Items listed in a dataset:

=====

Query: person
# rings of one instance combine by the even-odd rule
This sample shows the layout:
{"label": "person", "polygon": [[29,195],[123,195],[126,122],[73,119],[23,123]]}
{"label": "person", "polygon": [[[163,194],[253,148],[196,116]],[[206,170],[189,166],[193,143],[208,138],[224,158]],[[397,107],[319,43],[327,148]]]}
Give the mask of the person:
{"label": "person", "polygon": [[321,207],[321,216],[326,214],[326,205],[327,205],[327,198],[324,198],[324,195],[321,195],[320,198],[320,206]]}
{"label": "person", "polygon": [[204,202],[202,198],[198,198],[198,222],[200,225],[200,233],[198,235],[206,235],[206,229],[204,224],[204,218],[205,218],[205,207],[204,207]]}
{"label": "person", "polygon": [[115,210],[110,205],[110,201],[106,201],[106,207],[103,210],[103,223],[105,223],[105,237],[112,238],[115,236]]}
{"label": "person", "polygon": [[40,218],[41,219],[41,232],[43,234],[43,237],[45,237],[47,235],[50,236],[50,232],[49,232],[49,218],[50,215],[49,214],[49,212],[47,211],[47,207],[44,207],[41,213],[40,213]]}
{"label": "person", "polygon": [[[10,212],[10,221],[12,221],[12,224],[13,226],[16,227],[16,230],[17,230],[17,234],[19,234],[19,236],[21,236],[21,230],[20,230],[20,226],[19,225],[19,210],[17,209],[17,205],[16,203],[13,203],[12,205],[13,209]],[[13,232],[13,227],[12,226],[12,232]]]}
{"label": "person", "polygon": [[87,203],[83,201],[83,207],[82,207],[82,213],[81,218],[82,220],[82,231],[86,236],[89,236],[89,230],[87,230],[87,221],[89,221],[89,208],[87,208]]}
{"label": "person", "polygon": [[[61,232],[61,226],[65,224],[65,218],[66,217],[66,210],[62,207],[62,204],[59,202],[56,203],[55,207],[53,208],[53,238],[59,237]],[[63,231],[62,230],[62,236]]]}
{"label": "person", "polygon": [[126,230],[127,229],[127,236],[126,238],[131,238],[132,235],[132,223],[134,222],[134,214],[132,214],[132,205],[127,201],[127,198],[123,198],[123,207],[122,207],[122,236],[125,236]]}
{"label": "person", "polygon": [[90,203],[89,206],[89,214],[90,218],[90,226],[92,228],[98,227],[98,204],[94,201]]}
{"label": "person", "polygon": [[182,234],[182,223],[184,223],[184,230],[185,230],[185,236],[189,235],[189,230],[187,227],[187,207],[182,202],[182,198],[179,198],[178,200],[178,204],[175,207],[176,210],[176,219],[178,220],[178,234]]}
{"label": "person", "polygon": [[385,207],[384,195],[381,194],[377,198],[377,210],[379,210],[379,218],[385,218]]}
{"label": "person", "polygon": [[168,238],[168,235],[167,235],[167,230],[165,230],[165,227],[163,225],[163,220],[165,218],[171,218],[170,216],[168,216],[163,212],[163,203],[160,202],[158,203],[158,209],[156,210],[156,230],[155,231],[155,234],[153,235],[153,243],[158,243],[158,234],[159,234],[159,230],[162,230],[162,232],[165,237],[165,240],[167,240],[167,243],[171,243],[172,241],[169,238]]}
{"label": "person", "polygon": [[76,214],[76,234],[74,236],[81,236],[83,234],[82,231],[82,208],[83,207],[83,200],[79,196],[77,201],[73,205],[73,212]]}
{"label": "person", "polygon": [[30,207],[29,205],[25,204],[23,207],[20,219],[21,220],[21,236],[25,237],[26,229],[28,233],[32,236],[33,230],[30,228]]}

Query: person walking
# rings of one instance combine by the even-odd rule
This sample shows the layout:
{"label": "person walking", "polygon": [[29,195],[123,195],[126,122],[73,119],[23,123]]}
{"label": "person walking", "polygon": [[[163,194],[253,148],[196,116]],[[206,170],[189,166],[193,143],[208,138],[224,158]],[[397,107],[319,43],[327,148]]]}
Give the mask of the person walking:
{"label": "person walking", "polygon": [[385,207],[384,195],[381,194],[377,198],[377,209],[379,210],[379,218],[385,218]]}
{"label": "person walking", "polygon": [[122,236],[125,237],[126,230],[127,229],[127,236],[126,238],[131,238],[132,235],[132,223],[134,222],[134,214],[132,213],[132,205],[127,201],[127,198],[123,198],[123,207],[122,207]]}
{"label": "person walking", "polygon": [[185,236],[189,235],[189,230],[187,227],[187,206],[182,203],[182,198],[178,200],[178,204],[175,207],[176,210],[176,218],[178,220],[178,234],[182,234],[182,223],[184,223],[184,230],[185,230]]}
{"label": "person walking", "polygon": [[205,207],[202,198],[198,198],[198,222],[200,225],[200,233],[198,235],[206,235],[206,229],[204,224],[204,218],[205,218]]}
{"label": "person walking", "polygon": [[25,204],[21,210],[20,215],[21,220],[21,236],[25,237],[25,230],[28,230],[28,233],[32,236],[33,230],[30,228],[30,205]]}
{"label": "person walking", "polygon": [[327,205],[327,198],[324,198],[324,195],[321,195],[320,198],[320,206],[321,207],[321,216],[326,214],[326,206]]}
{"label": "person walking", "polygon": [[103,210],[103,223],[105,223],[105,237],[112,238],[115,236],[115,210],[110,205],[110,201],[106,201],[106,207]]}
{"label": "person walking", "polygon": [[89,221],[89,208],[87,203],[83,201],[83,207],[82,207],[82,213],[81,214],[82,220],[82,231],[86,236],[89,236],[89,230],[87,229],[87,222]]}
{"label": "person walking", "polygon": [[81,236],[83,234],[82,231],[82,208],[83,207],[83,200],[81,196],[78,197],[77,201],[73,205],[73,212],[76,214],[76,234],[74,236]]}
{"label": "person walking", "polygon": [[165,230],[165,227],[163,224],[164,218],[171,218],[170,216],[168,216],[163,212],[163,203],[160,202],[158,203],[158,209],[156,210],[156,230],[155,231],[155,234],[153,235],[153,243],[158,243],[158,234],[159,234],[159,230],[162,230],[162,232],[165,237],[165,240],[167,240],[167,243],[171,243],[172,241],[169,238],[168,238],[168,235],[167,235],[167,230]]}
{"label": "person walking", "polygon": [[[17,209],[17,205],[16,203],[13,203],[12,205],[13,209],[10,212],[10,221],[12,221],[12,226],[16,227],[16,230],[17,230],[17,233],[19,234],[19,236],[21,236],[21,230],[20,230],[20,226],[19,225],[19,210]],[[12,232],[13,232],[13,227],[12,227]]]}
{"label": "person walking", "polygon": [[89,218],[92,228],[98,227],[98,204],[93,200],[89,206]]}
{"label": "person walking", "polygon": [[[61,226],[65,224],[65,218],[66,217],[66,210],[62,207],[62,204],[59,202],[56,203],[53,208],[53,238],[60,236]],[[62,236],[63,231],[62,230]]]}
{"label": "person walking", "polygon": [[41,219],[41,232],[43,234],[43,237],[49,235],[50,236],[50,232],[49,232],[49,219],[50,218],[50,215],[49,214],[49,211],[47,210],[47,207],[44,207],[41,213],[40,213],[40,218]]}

=====

Exercise – Repeat the material above in full, keeping every word.

The result –
Query: person
# rings of one instance combine by the even-odd rule
This sample shows the layout:
{"label": "person", "polygon": [[29,195],[123,195],[126,122],[73,119],[23,123]]}
{"label": "person", "polygon": [[[163,194],[253,148],[196,116]],[[206,170],[189,166],[193,143],[208,138],[224,158]],[[397,107],[319,43],[327,148]]]}
Give the mask of the person:
{"label": "person", "polygon": [[321,207],[321,216],[326,214],[326,205],[327,205],[327,198],[324,198],[324,195],[321,195],[320,198],[320,206]]}
{"label": "person", "polygon": [[204,202],[202,198],[198,198],[198,222],[200,225],[200,233],[198,235],[206,235],[206,229],[204,224],[204,218],[205,218],[205,207],[204,207]]}
{"label": "person", "polygon": [[115,210],[110,205],[110,201],[106,201],[106,207],[103,210],[103,223],[105,223],[105,237],[112,238],[115,236]]}
{"label": "person", "polygon": [[40,218],[41,219],[41,232],[43,234],[43,237],[45,237],[47,235],[50,236],[50,232],[49,232],[49,218],[50,215],[49,214],[49,212],[47,211],[47,207],[44,207],[41,213],[40,213]]}
{"label": "person", "polygon": [[[10,212],[10,221],[12,221],[12,224],[13,226],[16,227],[16,230],[17,230],[17,234],[19,234],[19,236],[21,236],[21,230],[20,230],[20,226],[19,225],[19,210],[17,209],[17,205],[16,203],[13,203],[12,205],[13,209]],[[13,232],[13,227],[12,226],[12,232]]]}
{"label": "person", "polygon": [[87,203],[83,201],[83,207],[82,207],[82,213],[81,218],[82,220],[82,231],[86,236],[89,236],[89,230],[87,230],[87,221],[89,221],[89,208],[87,208]]}
{"label": "person", "polygon": [[[61,232],[61,226],[65,224],[65,218],[66,217],[66,210],[62,207],[62,204],[59,202],[56,203],[55,207],[53,208],[53,238],[59,237]],[[63,231],[62,230],[62,236]]]}
{"label": "person", "polygon": [[126,230],[127,229],[127,236],[126,238],[131,238],[132,235],[132,223],[134,222],[134,214],[132,214],[132,205],[127,201],[127,198],[123,198],[123,207],[122,207],[122,236],[125,236]]}
{"label": "person", "polygon": [[90,203],[89,206],[89,214],[90,218],[90,226],[92,228],[98,227],[98,204],[94,201]]}
{"label": "person", "polygon": [[182,234],[182,223],[184,223],[184,230],[185,230],[185,236],[189,235],[189,230],[187,227],[187,207],[182,202],[182,198],[179,198],[178,200],[178,204],[175,207],[176,210],[176,219],[178,220],[178,234]]}
{"label": "person", "polygon": [[385,207],[384,195],[381,194],[377,198],[377,210],[379,210],[379,218],[385,218]]}
{"label": "person", "polygon": [[168,238],[168,235],[167,235],[167,230],[165,230],[165,227],[163,225],[163,220],[165,218],[171,218],[170,216],[168,216],[163,212],[163,203],[160,202],[158,203],[158,209],[156,210],[156,230],[155,231],[155,234],[153,235],[153,243],[158,243],[158,234],[159,234],[159,230],[162,230],[162,232],[165,237],[165,240],[167,240],[167,243],[171,243],[172,241],[169,238]]}
{"label": "person", "polygon": [[76,214],[76,234],[74,236],[81,236],[83,234],[82,231],[82,208],[83,207],[83,200],[79,196],[77,201],[73,205],[73,212]]}
{"label": "person", "polygon": [[30,207],[29,205],[25,204],[23,207],[20,219],[21,220],[21,236],[25,237],[26,229],[28,233],[32,236],[33,230],[30,228]]}

Query: person walking
# rings of one instance combine by the even-odd rule
This sample shows the layout:
{"label": "person walking", "polygon": [[29,195],[123,195],[126,122],[73,119],[23,123]]}
{"label": "person walking", "polygon": [[[163,194],[253,148],[196,116]],[[206,170],[189,166],[193,143],[208,138],[224,158]],[[397,107],[319,43],[327,148]]]}
Give the mask of the person walking:
{"label": "person walking", "polygon": [[385,207],[384,195],[381,194],[377,198],[377,209],[379,210],[379,218],[385,218]]}
{"label": "person walking", "polygon": [[122,236],[125,237],[126,230],[127,229],[127,236],[126,238],[131,238],[132,235],[132,223],[134,222],[134,214],[132,213],[132,205],[127,201],[127,198],[123,198],[123,207],[122,207]]}
{"label": "person walking", "polygon": [[185,236],[189,235],[189,230],[187,227],[187,206],[182,203],[182,198],[178,200],[178,204],[175,207],[176,210],[176,218],[178,220],[178,234],[182,234],[182,223],[184,223],[184,230],[185,230]]}
{"label": "person walking", "polygon": [[205,207],[202,198],[198,198],[198,222],[200,225],[200,233],[198,235],[206,235],[206,229],[204,224],[204,218],[205,218]]}
{"label": "person walking", "polygon": [[25,204],[21,210],[20,215],[21,220],[21,236],[25,237],[25,230],[28,230],[28,233],[32,236],[33,230],[30,228],[30,205]]}
{"label": "person walking", "polygon": [[327,205],[327,198],[324,198],[324,195],[321,195],[320,198],[320,206],[321,207],[321,216],[326,214],[326,206]]}
{"label": "person walking", "polygon": [[103,210],[103,223],[105,223],[105,237],[112,238],[115,236],[115,210],[110,205],[110,201],[106,201],[106,207]]}
{"label": "person walking", "polygon": [[89,221],[89,208],[87,203],[83,201],[83,207],[82,207],[82,213],[81,214],[82,220],[82,231],[86,236],[89,236],[89,230],[87,229],[87,222]]}
{"label": "person walking", "polygon": [[81,236],[83,234],[82,231],[82,208],[83,207],[83,200],[81,196],[78,197],[77,201],[73,205],[73,212],[76,214],[76,234],[74,236]]}
{"label": "person walking", "polygon": [[165,230],[165,227],[163,224],[164,218],[171,218],[170,216],[168,216],[163,212],[163,203],[160,202],[158,203],[158,209],[156,210],[156,230],[155,231],[155,234],[153,235],[153,243],[158,243],[158,234],[159,234],[159,230],[162,230],[162,232],[165,237],[165,240],[167,240],[167,243],[171,243],[172,241],[169,238],[168,238],[168,235],[167,235],[167,230]]}
{"label": "person walking", "polygon": [[[17,209],[17,205],[16,203],[13,203],[12,205],[13,209],[10,212],[10,221],[12,221],[12,226],[16,227],[16,230],[17,230],[17,233],[19,234],[19,236],[21,236],[21,230],[20,230],[20,226],[19,225],[19,210]],[[12,232],[13,232],[13,227],[12,227]]]}
{"label": "person walking", "polygon": [[89,218],[92,228],[98,227],[98,204],[93,200],[89,206]]}
{"label": "person walking", "polygon": [[[61,226],[65,224],[65,218],[66,217],[66,210],[62,207],[62,204],[59,202],[56,203],[53,208],[53,238],[60,236]],[[62,236],[63,231],[62,230]]]}
{"label": "person walking", "polygon": [[41,219],[41,232],[43,234],[43,237],[49,235],[50,236],[50,232],[49,232],[49,219],[50,218],[50,215],[49,214],[49,211],[47,210],[47,207],[44,207],[41,213],[40,213],[40,218]]}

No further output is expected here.